_Supplied passage_
Expositie 'Teacher as conceptual artist'

I would have wanted to work, but deep down I’m enormously lazy. I like living, breathing, better than working. I don’t think that the work I’ve done can have any social importance whatsoever in the future. Therefore, if you wish, my art would be that of living: each second, each breath is a work which is inscribed nowhere, which is neither visual nor cerebral. It’s a sort of constant euphoria.
Marcel Duchamp, 1971

Teacher as Conceptual Artist is not a method, rather it is a mode of living simultaneously as a teacher and an artist through the permissions of conceptual art. The teacher who works as a conceptual artist only sometimes produces art objects or events, although they frequently think and act through dematerialized, time-based, and relational modes. The teacher (or anyone) can be a conceptual artist merely through breathing since the act of respiration—even while physically inactive—reverberates through the cosmos in a manner that is both material and poetic. Breathing as conceptual art—like teaching as conceptual art—is a circular act of self-identification and proclamation. To become a teacher as conceptual artist one must think it then say it, always.

Working conceptually through the arts is typically concretized in narrow forms of arts that are predicated on ideas. This manner of making and thinking has an approximate 100 year history in the West, but more recently—due to its very nature as transdisciplinary—has become relevant to all sorts of practices including activism, collecting, cleaning, health, design, cooking, business, parenting, being in love, sleeping, writing, performing and teaching.

_Listed records_
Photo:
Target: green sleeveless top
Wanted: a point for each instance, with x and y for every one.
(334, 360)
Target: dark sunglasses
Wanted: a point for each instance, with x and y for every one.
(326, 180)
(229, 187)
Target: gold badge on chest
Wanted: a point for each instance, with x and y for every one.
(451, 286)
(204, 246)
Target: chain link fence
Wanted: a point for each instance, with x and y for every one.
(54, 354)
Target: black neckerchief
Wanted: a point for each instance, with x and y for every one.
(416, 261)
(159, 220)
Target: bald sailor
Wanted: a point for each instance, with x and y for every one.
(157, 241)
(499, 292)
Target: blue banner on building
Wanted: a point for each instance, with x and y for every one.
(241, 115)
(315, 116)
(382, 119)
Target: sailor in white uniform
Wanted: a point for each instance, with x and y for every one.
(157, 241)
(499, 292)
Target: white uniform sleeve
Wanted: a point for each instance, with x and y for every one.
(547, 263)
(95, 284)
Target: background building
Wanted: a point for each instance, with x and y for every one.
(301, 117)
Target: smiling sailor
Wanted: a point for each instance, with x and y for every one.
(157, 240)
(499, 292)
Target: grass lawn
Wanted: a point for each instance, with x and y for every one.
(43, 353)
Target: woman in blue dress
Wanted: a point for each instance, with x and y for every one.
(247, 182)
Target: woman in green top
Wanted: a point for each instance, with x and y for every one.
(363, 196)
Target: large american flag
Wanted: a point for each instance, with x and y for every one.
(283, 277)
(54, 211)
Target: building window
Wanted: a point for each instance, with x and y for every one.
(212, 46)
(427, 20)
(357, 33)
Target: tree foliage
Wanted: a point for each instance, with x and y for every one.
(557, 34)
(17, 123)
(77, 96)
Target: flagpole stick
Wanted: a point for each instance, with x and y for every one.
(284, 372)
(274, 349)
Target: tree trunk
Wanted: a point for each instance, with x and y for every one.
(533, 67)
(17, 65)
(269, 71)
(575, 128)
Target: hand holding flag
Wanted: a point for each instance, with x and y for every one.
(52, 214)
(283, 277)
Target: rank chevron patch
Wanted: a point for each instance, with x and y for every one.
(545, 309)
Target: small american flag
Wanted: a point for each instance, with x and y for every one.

_Prompt_
Please resume the passage on the teacher as conceptual artist, starting right after its last sentence.

_Answer for this exercise_
This exhibition showcases the work of 15 different practitioners in partnership with a variety of primary and secondary Dutch pupils during the months of March-May 2018. In their roles as teachers, these practitioners—who identify as dancers, visual artists, musicians, and theatre performers—gave special attention to how everything around and in their teaching practice can be understood and transformed through a conceptual arts lens. Some of what is exhibited here is evidence of the work that was performed and made alongside pupils but other parts of this exhibition were gathered from the everyday activities that orbit both the teaching and arts practice of the participants. This exhibition puts a parenthesis around the everyday activities of sending an email, playing a game, making a joke or asking a question. It puts a parenthesis around being compassionate or absurd; around being in love or being afraid. It represents the acts of reading, writing, traveling, watching television, walking, caring for others, cooking, listening to music, listening to silence, making conversation, and making plans. This exhibition tries to capture what can’t usually be captured: Thousands of breaths actively accumulating into a life.

Contributors to the exhibition: Johanna Biesewig, Rogier Dasselaar, Rosie Derksen, Anita Ebrahimi, Ella Jonker, Marjolein Karman, Maarten Koole, Jorge Lucero, Lisanne Meijers, Milou Pistor, Kari-Anne Souwer, Tibor van den Brink, Lili van Doorninck, Sanne van Elk, Meke Vrienten, Jente Witte.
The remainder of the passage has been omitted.